В шорт-листе Премии Андрея Белого — наследники советского андеграунда, культура 90-х, мистические поиски и эротическое безобразие

Современная поэзия разнообразна и неоднородна, хотя мало кто об этом знает. С прозой не всё так гладко, но и тут есть свои гении. Поиски новых путей русской литературы продолжаются, а кто это делает и как — читайте в материале «Ножа». Мы посмотрели на современную литературу глазами первой независимой литературной премии России и узнали, за какие эксперименты награждают одним рублем, бутылкой водки и яблоком.

Премия Андрея Белого (ПАБ) возникла в 1978 как отражение литературных процессов андеграунда — культурного подполья, в котором находились неподцензурные авторы — и стала первой независимой литературной премией в истории России.

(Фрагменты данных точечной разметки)

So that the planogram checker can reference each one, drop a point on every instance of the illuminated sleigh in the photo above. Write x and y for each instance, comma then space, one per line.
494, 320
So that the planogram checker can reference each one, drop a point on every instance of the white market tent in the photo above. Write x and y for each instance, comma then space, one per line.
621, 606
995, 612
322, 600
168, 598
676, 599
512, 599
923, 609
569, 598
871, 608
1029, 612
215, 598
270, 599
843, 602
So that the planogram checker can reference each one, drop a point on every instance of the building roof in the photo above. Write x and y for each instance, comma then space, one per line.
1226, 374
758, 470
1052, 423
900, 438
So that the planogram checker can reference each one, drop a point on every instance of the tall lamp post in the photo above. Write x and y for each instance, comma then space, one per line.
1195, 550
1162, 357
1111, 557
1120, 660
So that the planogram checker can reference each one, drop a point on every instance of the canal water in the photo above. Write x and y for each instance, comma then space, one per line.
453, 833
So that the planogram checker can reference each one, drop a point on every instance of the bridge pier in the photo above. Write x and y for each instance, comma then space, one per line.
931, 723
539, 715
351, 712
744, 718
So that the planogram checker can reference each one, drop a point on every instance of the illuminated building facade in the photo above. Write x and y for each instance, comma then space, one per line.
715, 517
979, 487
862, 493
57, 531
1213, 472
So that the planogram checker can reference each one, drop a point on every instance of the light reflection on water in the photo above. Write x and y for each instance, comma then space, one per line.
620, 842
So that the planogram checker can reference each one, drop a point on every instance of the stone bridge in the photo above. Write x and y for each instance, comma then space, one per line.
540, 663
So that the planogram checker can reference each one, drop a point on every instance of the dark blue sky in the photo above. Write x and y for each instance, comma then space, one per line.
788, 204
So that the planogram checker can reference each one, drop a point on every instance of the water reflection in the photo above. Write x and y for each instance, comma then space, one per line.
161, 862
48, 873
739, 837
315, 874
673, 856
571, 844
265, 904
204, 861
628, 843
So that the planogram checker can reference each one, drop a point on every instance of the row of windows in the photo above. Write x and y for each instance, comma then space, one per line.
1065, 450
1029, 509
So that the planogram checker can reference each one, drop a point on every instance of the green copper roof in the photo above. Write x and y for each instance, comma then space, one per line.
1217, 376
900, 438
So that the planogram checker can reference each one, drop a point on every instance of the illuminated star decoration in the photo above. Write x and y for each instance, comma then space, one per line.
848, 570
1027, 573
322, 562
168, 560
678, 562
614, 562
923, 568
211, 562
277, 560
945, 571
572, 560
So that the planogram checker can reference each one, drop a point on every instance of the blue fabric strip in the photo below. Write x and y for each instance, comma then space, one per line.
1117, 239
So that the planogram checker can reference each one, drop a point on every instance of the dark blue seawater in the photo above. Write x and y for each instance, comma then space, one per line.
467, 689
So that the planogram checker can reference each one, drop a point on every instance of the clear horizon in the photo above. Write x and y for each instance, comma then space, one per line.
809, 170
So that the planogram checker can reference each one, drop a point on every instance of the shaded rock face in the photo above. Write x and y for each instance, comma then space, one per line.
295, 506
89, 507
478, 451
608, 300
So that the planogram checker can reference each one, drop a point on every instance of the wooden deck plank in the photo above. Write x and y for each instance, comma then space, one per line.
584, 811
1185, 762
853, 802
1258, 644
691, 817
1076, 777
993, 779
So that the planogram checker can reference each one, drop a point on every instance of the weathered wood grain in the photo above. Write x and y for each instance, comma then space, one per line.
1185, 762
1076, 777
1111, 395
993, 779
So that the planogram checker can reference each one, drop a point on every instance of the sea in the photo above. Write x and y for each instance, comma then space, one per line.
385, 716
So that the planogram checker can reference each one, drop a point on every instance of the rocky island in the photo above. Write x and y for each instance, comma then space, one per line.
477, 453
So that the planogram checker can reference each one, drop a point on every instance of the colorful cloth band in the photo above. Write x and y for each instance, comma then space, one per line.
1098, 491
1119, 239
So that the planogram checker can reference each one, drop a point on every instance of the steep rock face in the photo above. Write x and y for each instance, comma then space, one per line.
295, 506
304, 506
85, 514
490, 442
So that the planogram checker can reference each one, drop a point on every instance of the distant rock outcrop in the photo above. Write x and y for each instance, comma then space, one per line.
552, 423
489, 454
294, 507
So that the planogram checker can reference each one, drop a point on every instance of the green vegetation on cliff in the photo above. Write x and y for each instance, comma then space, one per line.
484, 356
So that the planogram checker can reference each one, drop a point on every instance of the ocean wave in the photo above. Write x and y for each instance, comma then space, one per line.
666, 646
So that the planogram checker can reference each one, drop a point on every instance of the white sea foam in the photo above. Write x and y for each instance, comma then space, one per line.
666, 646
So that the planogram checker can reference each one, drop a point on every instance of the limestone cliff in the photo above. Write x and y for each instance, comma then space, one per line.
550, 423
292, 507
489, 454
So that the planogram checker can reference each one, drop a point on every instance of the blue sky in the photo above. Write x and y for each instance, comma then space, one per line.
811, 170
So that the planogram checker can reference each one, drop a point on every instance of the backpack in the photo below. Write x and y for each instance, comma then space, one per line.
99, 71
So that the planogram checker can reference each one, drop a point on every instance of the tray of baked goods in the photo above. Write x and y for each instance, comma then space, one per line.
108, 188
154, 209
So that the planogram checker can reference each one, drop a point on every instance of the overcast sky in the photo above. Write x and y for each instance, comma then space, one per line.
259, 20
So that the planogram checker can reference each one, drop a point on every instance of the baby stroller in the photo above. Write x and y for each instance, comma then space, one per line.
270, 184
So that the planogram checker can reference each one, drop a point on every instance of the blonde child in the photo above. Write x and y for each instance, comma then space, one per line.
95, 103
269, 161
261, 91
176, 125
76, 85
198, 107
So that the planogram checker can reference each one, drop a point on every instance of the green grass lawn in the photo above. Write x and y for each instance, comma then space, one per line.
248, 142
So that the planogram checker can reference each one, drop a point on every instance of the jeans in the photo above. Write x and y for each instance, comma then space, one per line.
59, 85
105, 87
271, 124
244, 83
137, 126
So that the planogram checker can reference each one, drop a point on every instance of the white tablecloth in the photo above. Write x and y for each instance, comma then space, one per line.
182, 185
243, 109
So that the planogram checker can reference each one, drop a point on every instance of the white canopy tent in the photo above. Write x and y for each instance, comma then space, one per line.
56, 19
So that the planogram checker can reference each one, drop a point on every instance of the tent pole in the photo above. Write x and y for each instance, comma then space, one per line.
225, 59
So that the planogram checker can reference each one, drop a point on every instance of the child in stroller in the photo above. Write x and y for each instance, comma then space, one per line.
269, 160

ПИСЬМЕННОЕ ЗАДАНИЕ A: В каком году, согласно статье, возникла Премия Андрея Белого?
ПИСЬМЕННОЕ ЗАДАНИЕ B: Пожалуйста, процитируйте отрывок из статьи, начиная со слов «Премия Андрея Белого» и до слов «премией в истории России.» включительно.

ПОЛНЫЙ ОТВЕТ A: В 1978 году.

ПОЛНЫЙ ОТВЕТ B:
Премия Андрея Белого (ПАБ) возникла в 1978 как отражение литературных процессов андеграунда — культурного подполья, в котором находились неподцензурные авторы — и стала первой независимой литературной премией в истории России.